### [EXERCISE DIRECTIONS]
Rewrite the lines below, substituting "music stand" for each occurrence of "microphone stand" and keeping everything else the same. Leave the pictures out of your answer.

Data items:
━━━━━━

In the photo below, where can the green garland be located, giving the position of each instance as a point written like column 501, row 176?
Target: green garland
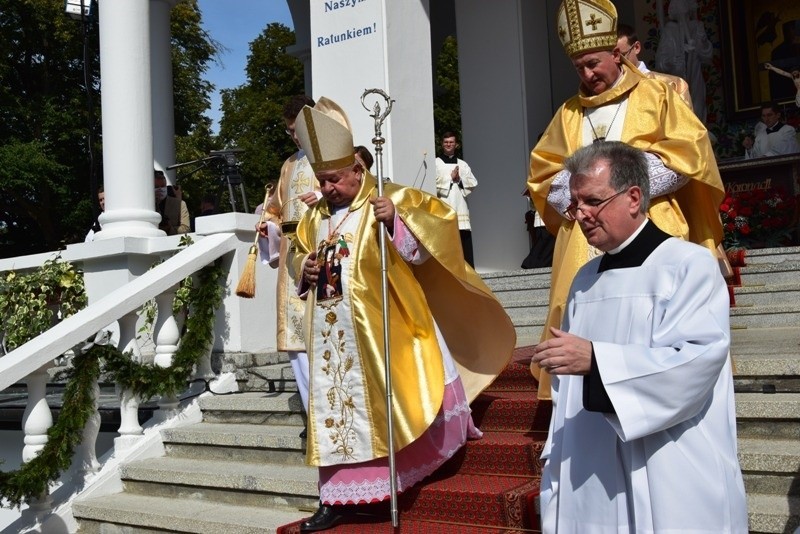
column 33, row 478
column 147, row 381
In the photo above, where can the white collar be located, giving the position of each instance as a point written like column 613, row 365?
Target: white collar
column 629, row 240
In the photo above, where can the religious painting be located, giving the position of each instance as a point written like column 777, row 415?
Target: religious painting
column 757, row 35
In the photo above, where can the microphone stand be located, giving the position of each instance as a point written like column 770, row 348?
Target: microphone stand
column 378, row 141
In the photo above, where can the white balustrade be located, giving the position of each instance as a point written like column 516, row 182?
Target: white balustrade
column 167, row 334
column 36, row 421
column 129, row 429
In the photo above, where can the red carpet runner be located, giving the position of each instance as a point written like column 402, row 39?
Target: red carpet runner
column 490, row 485
column 736, row 257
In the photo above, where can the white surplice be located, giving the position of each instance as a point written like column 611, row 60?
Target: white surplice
column 666, row 461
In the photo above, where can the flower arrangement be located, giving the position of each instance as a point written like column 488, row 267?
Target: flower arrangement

━━━━━━

### [TASK RESPONSE]
In the photo below, where can the green garland be located, giving the position of each instance as a point written like column 501, row 176?
Target: green garland
column 33, row 478
column 147, row 381
In the photo above, where can the white collar be located, giving the position of each instance as a point written like column 613, row 365?
Target: white collar
column 629, row 240
In the photo above, where can the religious painting be located, giving the position of each instance as a point written like column 777, row 415?
Target: religious painting
column 757, row 35
In the photo above, where can the music stand be located, giving the position of each instance as a point written like column 770, row 348?
Target: music stand
column 378, row 141
In the photo above, where can the white balustrade be located, giving the position of each instance as a point written like column 516, row 182?
Target: white balustrade
column 167, row 334
column 36, row 421
column 129, row 429
In the photo above, where can the red carpet runner be located, giving the position of each instance as a point written like column 402, row 39?
Target: red carpet runner
column 490, row 485
column 736, row 257
In the photo above, where can the white surplice be located, giving the position of each instance as a point written like column 611, row 60?
Target: white surplice
column 666, row 461
In the photo above, where can the flower arrangement be located, giving the position of each instance as a point written like column 488, row 267?
Target: flower arrangement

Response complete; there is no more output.